WHAT IS ASKED —
Write out the records below again, substituting "scene-layout feed" for every occurrence of "player-positioning feed" and keeping everything else the same. Omit the pictures from your answer.

== DATA

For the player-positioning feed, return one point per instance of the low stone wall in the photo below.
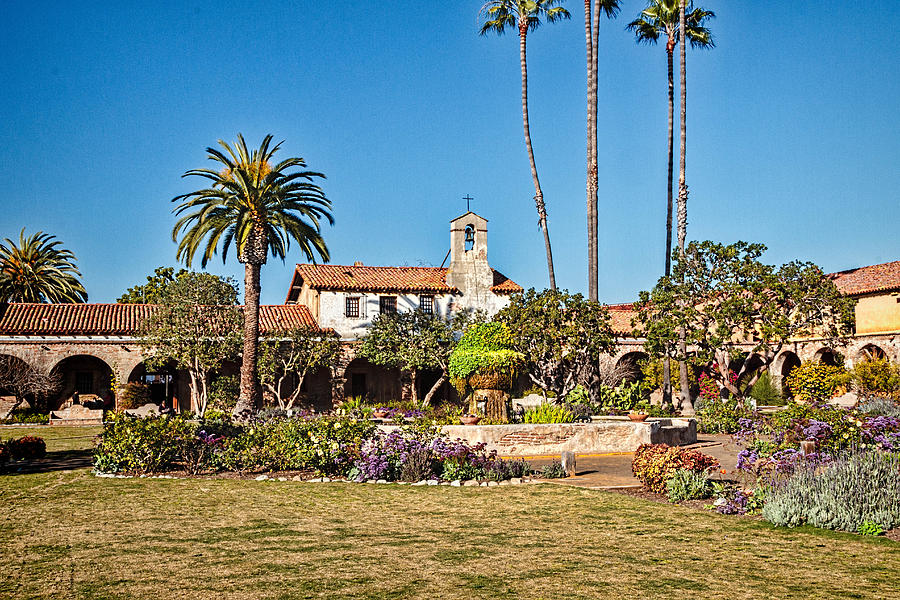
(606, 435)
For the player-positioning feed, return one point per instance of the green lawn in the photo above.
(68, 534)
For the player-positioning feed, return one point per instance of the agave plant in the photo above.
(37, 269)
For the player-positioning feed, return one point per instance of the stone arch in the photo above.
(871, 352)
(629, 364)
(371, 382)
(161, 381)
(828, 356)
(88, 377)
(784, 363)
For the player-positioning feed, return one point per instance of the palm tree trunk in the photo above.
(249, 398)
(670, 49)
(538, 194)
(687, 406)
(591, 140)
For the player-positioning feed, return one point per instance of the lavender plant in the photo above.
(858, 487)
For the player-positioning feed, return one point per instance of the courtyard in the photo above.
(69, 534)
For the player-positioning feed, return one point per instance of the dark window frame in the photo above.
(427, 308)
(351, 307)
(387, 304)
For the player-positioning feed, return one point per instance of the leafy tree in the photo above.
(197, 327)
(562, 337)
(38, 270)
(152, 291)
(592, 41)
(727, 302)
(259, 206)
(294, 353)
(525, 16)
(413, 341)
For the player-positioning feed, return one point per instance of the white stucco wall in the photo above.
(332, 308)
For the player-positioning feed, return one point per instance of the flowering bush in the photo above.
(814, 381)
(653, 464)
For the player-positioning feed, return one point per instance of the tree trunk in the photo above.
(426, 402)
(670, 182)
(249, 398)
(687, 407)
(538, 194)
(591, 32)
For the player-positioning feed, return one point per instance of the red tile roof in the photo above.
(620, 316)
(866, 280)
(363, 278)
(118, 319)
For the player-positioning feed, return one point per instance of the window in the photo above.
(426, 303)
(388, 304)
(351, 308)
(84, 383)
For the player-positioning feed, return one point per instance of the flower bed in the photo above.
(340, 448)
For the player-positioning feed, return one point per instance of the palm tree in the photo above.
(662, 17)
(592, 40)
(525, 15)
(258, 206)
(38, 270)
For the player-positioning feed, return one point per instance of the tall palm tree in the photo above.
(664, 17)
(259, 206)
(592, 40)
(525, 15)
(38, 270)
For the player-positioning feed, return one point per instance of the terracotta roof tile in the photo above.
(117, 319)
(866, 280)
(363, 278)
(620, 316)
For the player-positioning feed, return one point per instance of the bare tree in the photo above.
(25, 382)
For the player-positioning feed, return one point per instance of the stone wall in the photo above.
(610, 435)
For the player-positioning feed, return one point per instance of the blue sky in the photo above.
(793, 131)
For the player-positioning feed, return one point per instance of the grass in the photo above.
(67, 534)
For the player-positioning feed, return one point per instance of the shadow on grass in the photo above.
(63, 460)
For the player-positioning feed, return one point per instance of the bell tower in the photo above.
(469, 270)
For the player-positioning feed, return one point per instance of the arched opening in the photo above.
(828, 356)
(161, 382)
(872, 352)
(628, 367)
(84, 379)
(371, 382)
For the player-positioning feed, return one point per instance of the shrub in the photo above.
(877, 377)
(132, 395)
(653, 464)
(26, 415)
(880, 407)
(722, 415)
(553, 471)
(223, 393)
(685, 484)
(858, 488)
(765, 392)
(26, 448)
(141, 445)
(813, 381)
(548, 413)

====

EXERCISE SOLUTION —
For the scene-layout feed, return one point per instance of the low stone wall in the photo below.
(606, 435)
For the scene-layout feed, return one point per instance of the green lawn in the photo above.
(68, 534)
For the scene-layout feed, return one point per instance of the agave plant in the photo above.
(37, 269)
For the scene-layout feed, return one point per instance of the stone arch in the photo above.
(871, 352)
(629, 364)
(371, 382)
(161, 381)
(828, 356)
(88, 377)
(784, 363)
For the scene-layout feed, return one point per instance of the palm tree trunk in the photo above.
(249, 398)
(670, 49)
(538, 194)
(687, 406)
(591, 140)
For the scene-layout feed, return one point per instance of the lavender plant in the photo above.
(858, 487)
For the scene-layout feed, return one point per instance of the courtyard in the photo above.
(69, 534)
For the scene-layout feed, return one point per instance of the dark window frame in the photo above.
(427, 308)
(351, 307)
(387, 304)
For the scene-layout feed, return one point per instance of the leafy tree in the photo above.
(197, 327)
(562, 337)
(38, 270)
(152, 291)
(592, 41)
(727, 302)
(259, 206)
(294, 353)
(525, 16)
(413, 341)
For the scene-layout feed, return one point per instance of the white stucco wall in the photo above.
(332, 308)
For the scene-layout feed, return one point per instance of the flowering bush in the photo above.
(814, 381)
(653, 464)
For the scene-layout feed, return one point per instance of the tree trunk in the photo above.
(426, 402)
(670, 182)
(249, 398)
(687, 407)
(538, 194)
(591, 32)
For the scene-layout feed, return one point per instance of the red tile roof in the photo above.
(620, 316)
(866, 280)
(363, 278)
(118, 319)
For the scene-layout feed, return one point per instance of the window in the photo above.
(426, 303)
(388, 304)
(351, 308)
(84, 383)
For the scene-layout feed, return one point per instance of the flower bed in the photo above.
(340, 448)
For the scene-layout feed, return one point per instance of the palm tree in the photo above.
(662, 17)
(592, 40)
(525, 15)
(258, 206)
(38, 270)
For the scene-layout feed, return one point per instance of the tall palm tree in the photo above.
(664, 17)
(259, 206)
(592, 40)
(525, 15)
(38, 270)
For the scene-layout feed, return one point per instance of the terracotta roof tile in the photo above.
(117, 319)
(866, 280)
(363, 278)
(620, 316)
For the scene-layout feed, return one point per instance of the bare tree in the photo above.
(25, 382)
For the scene-layout feed, return one point per instance of the stone wall in the photo above.
(610, 435)
For the scene-layout feed, return one point per instance of the blue sky in the photo above.
(793, 131)
For the scene-layout feed, return one point per instance of the grass in the photo above.
(67, 534)
For the scene-layout feed, return one point per instance of the shadow on grass in the photo above.
(63, 460)
For the scene-layout feed, return one point per instance of the bell tower in the photo above.
(469, 270)
For the scene-layout feed, return one point per instance of the arched opening in the photo above.
(828, 356)
(161, 382)
(872, 352)
(628, 367)
(84, 379)
(371, 382)
For the scene-layout feed, return one point per instance of the shrub in the photo above.
(877, 377)
(132, 395)
(653, 464)
(26, 415)
(880, 407)
(722, 415)
(553, 471)
(223, 393)
(685, 484)
(858, 488)
(765, 392)
(26, 448)
(141, 445)
(813, 381)
(548, 413)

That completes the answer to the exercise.